> [Exercise]: Exact repetition of the data below is required.

> [Exercise data]:
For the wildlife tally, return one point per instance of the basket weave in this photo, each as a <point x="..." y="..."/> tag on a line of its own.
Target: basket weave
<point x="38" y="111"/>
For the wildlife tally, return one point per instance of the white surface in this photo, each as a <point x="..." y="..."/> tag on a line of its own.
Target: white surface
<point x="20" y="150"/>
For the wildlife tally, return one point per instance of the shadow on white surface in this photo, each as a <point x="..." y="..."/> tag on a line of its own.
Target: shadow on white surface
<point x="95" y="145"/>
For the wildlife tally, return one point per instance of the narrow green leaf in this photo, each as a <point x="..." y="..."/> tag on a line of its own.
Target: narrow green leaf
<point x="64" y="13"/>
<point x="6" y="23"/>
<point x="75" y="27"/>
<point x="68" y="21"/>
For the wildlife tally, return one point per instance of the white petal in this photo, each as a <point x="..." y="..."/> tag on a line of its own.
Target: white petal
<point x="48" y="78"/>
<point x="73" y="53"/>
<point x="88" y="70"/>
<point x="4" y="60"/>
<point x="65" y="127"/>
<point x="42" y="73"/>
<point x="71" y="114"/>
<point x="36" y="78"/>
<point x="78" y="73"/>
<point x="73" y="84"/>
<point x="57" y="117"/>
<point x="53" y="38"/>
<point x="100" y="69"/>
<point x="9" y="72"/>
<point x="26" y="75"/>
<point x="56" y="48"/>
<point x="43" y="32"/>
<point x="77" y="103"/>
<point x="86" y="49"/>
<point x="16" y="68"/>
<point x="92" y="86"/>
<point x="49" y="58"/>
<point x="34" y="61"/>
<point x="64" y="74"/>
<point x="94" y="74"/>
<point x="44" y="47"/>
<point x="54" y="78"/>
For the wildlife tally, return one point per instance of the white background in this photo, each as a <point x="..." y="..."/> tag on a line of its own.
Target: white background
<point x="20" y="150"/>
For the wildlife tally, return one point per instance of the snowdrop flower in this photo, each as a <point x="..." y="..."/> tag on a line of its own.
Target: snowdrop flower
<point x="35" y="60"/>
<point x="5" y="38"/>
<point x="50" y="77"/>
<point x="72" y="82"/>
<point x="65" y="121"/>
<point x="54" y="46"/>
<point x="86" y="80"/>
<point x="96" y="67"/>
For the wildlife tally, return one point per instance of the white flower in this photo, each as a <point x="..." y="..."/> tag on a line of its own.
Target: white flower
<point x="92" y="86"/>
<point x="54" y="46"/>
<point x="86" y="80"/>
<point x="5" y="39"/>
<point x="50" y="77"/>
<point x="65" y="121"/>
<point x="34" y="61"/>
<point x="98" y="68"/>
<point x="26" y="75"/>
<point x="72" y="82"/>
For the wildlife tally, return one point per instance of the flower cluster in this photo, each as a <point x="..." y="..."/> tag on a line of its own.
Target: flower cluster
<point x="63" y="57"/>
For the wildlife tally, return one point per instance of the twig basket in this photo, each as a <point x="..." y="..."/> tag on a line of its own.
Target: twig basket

> [Output for this task]:
For the wildlife tally, return one point per instance of the basket weave in this photo, each as a <point x="..." y="..."/> tag on a line of its own.
Target: basket weave
<point x="38" y="111"/>
For the wildlife tally, return one point per instance of the white surface in this photo, each as a <point x="..." y="..."/> tag on a line of its own.
Target: white surface
<point x="20" y="150"/>
For the wildlife tally, return one point per instance of the shadow on white surface in this photo, each as a <point x="..." y="..."/> tag on a line of its own.
Target: shadow on white surface
<point x="95" y="145"/>
For the wildlife tally, return one point per instance of the narrow green leaf in this photo, each as a <point x="..." y="..."/> tag on a line of its own.
Target: narrow green leaf
<point x="64" y="13"/>
<point x="6" y="23"/>
<point x="75" y="27"/>
<point x="68" y="21"/>
For the wildlife tally, return one point per instance of the white petal in this photo, each as a <point x="..." y="..."/> tag on a line of its own.
Target: white petal
<point x="48" y="78"/>
<point x="73" y="53"/>
<point x="88" y="70"/>
<point x="4" y="60"/>
<point x="65" y="127"/>
<point x="42" y="73"/>
<point x="71" y="114"/>
<point x="36" y="78"/>
<point x="78" y="73"/>
<point x="73" y="84"/>
<point x="57" y="117"/>
<point x="53" y="38"/>
<point x="100" y="69"/>
<point x="9" y="72"/>
<point x="26" y="75"/>
<point x="56" y="48"/>
<point x="43" y="32"/>
<point x="77" y="103"/>
<point x="86" y="49"/>
<point x="16" y="68"/>
<point x="92" y="86"/>
<point x="49" y="58"/>
<point x="34" y="61"/>
<point x="64" y="74"/>
<point x="94" y="74"/>
<point x="44" y="47"/>
<point x="54" y="78"/>
For the wildlife tally, return one point per instance of the white background in this photo, each as a <point x="..." y="..."/> tag on a line of its own.
Target: white background
<point x="20" y="150"/>
For the wildlife tally, return one point per instance of the snowdrop flower in this photo, each as a <point x="..." y="..."/> tag on a line of its own.
Target: snowdrop flower
<point x="35" y="60"/>
<point x="5" y="38"/>
<point x="50" y="77"/>
<point x="72" y="82"/>
<point x="65" y="121"/>
<point x="54" y="46"/>
<point x="86" y="80"/>
<point x="96" y="67"/>
For the wildlife tally, return one point per instance of the white flower in this photo, each as a <point x="..." y="..."/> tag on a line of its own.
Target: white flower
<point x="92" y="86"/>
<point x="54" y="46"/>
<point x="86" y="80"/>
<point x="5" y="39"/>
<point x="50" y="77"/>
<point x="65" y="121"/>
<point x="34" y="61"/>
<point x="98" y="68"/>
<point x="26" y="75"/>
<point x="72" y="82"/>
For the wildlife tally, return one point per instance of the flower cluster in this photo, each as a <point x="..." y="..."/> tag on a line of its own.
Target: flower cluster
<point x="63" y="57"/>
For the wildlife tally, return one point per instance of the twig basket in this photo, each as a <point x="..." y="..."/> tag on a line of its own.
Target: twig basket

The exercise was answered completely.